**** Texte source ****
Donc il y a surement un soucis avec conky   :Rolling Eyes: 

----------

## SlaXX

Merci pour votre aide, ça marche impeccable chez moi  :Smile: 

----------

## geekounet

Tu fais dans l'exhumation de topics SlaXX ?  :Smile: 

----------

## bivittatus

Ca prouve au moins qu'il utilise bien la fonction "recherhe"!!!  :Laughing:   :Wink: 

----------

## Scullder

J'avais fait un "chmod +s" pour utiliser hddtemp en user, un peu crade mais plus simple xD

----------

## loopx

Attend, "netcat" fait pareil que "sudo" ? 

Car dans ton cas, j'aurais utilisé "sudo", ca me parait plus simple :/

----------

## Scullder

 *loopx wrote:*   

> Attend, "netcat" fait pareil que "sudo" ?
**** Matériel fourni ****
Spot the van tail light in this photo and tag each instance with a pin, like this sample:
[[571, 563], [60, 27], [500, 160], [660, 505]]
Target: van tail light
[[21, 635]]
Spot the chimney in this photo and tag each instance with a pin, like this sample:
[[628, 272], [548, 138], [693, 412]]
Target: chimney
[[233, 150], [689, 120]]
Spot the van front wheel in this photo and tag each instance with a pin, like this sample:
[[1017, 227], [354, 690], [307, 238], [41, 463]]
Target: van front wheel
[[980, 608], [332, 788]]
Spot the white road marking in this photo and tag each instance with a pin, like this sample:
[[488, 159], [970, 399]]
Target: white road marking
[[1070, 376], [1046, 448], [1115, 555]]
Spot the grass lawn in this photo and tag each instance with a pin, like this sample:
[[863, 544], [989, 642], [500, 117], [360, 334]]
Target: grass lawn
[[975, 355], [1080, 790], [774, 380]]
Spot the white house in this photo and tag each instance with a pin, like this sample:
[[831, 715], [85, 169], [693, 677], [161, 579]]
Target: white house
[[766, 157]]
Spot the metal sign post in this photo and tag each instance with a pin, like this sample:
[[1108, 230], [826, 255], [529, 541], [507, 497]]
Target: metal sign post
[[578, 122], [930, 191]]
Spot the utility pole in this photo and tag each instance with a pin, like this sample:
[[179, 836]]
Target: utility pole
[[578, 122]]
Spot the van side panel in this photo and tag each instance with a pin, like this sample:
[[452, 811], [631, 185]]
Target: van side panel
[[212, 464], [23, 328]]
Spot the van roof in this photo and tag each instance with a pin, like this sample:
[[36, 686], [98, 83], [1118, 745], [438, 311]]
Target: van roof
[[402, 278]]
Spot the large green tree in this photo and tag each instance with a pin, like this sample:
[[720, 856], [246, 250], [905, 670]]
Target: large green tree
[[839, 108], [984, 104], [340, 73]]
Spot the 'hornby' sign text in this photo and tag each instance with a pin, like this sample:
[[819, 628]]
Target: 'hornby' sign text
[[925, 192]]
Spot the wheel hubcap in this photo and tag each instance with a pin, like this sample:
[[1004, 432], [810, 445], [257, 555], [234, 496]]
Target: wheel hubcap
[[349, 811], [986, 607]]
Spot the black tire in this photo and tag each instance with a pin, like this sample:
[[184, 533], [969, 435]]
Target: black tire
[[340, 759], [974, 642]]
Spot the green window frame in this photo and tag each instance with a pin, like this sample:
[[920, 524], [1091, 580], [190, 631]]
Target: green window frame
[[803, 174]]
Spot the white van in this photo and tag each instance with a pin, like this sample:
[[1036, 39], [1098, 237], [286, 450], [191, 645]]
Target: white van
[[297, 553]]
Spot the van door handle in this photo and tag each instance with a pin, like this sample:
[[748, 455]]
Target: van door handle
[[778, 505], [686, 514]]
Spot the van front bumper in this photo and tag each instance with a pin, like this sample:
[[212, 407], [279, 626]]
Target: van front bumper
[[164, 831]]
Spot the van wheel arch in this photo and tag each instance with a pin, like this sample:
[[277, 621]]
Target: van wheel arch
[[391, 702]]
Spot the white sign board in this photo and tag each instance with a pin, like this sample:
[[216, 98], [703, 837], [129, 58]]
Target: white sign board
****
Consignes —
1. D'après le texte source, quelle commande Scullder dit avoir lancée pour utiliser hddtemp en user ?
2. Rédigez la suite du fil de discussion sur conky et hddtemp, à partir du point où il s'arrête.

Corrigé —
1. La commande « chmod +s ».

2.
> 
> Car dans ton cas, j'aurais utilisé "sudo", ca me parait plus simple :/

 

Non pas du tout, netcat permet de communiquer par socket.

----------

## VisualStation

 *loopx wrote:*   

> Attend, "netcat" fait pareil que "sudo" ? 
> 
> Car dans ton cas, j'aurais utilisé "sudo", ca me parait plus simple :/

 

Non non !

Netact c'est juste du réseau et rien d'autre ...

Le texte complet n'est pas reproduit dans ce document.